> **QUESTIONS**
1. In the account of refugee stories from the Aegean border, what was the form the new mother was pressured to sign consenting to?
2. List every activity that the account of refugee stories attributes to the small volunteer organization in Izmir.
3. Carry on the account of refugee stories from the Aegean border after its final sentence.

> **PAGE TEXT**
#####

The two most shocking stories I heard while travelling came as a pair, one from each side of the Aegean border.
The first I heard from a Turkish volunteer in Izmir. This was her friend’s story and she prefaced the whole by saying that she was only repeating the otherwise unbelievable – and barbaric – tale because she trusts her friend absolutely.
The two friends volunteer for a small organisation in Izmir that tries to help refugees integrate into Turkish society. It started as a place where refugees and locals could come together to cook and eat a meal. Now they also distribute warm clothes during winter and help refugees navigate Turkish bureaucracy. Just last week, for example, the volunteers helped a Syrian boy enrol in a local schools, something that his parents couldn’t have done alone.
Recently, the friend accompanied a pregnant Syrian woman when she went to hospital to give birth. The birth was a success, but afterwards she was presented with a piece of paper to sign. The new mother couldn’t read the paper written in Turkish, of course, but she was pressured to sign anyway.
It was a medical consent form for the surgeons to strip her ovaries and render her infertile.
After repeating this story, and repeating her incredulity that it could possibly be true, my Turkish friend averred that the hospital’s reported behaviour was totally unethical. But she also said that it was understandable, from both a financial and moral stand point.
Turkey isn’t a rich country and childbirth costs a lot of money that the government cannot recoup from penniless refugees. But my friend also told me that many refugees in Izmir live on the streets, or in hotels and apartments that are barely inhabitable. There is little enough money to feed themselves, let alone extra mouths. It’s irresponsible to have kids in this situation, my friend cried. It is not right.
It was my time to repeat a story I’d heard a few days before in Samos. There might be other reasons that a refugee needs pregnancy and childbirth.

#####

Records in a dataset
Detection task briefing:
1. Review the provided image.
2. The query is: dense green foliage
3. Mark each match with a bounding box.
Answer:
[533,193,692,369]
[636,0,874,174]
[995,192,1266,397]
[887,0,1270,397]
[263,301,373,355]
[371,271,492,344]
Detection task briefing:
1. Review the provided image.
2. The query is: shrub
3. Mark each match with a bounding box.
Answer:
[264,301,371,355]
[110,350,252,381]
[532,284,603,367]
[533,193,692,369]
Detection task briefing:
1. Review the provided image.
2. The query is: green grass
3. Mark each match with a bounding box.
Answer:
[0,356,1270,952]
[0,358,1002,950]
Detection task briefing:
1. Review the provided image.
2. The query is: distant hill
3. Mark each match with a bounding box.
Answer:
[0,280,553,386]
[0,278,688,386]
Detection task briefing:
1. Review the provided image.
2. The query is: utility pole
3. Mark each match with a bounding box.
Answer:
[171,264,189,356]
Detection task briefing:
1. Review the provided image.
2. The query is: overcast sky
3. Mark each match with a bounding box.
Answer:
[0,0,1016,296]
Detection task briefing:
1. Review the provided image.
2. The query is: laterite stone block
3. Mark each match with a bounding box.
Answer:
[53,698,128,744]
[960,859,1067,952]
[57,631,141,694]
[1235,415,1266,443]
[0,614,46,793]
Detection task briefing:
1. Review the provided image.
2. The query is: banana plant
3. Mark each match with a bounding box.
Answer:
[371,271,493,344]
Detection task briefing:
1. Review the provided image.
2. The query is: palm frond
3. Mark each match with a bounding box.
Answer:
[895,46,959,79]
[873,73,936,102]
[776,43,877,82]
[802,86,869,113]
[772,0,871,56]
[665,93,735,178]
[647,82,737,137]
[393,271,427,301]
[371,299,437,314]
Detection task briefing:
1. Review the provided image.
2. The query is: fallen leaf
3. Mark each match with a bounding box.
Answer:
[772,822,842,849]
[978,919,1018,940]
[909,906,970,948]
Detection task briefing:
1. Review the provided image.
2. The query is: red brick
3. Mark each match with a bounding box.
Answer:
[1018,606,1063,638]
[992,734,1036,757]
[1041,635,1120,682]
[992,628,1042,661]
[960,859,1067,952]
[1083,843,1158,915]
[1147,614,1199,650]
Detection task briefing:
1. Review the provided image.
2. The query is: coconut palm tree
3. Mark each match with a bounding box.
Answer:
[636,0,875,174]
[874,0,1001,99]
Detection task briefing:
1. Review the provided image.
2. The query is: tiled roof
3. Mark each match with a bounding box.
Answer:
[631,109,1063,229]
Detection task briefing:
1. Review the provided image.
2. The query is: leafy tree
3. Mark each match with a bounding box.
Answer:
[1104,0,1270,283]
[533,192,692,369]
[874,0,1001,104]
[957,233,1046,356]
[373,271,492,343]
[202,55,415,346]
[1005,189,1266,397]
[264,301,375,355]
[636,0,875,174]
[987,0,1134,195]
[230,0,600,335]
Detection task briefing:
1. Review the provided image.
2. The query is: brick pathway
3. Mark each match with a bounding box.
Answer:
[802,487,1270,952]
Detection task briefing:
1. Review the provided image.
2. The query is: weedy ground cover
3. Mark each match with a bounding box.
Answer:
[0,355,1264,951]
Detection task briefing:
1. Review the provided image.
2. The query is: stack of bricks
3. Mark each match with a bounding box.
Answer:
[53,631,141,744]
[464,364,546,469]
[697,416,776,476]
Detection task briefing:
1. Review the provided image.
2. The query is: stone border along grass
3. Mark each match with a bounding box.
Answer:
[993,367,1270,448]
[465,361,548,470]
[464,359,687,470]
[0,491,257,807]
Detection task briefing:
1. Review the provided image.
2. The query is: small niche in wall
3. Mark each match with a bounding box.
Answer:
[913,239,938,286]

#####

> **RESPONSES BY ITEM NUMBER**
1. It was a medical consent form for the surgeons to strip her ovaries and render her infertile.

2.
- Bringing refugees and locals together to cook and eat a meal
- Distributing warm clothes during winter
- Helping refugees navigate Turkish bureaucracy

3.
Two months pregnant and travelling alone, a Syrian woman arrived on Samos and was taken to the hospital for a check up. At the hospital, it was discovered that this woman had been raped during her journey to Europe. The doctor told her that, because of the rape, she was entitled to have an abortion.
The woman refused. Thanks to her pregnancy, she explained, she would be placed on the ‘vulnerable persons’ list and given priority for transfer away from Samos to the mainland. No one wants to stay for long in the filth of Samos. Pregnancy is the closest a human being here can get to a free ticket out of the camp.
These rules are made with the noblest of intentions, I’m sure, but their side effects are barbaric.
As a topper to this story, I was told a third by an Ethiopian woman in the Samos camp. She had a friend who had been transferred to Athens because she was pregnant. Tragically, after she arrived in Athens, she had a miscarriage. With no baby, the authorities tried to transfer her back to Samos.
I should say that these stories are uncorroborated, but they raised little more than an eyebrow when retold to local volunteers who have heard too many, too similar.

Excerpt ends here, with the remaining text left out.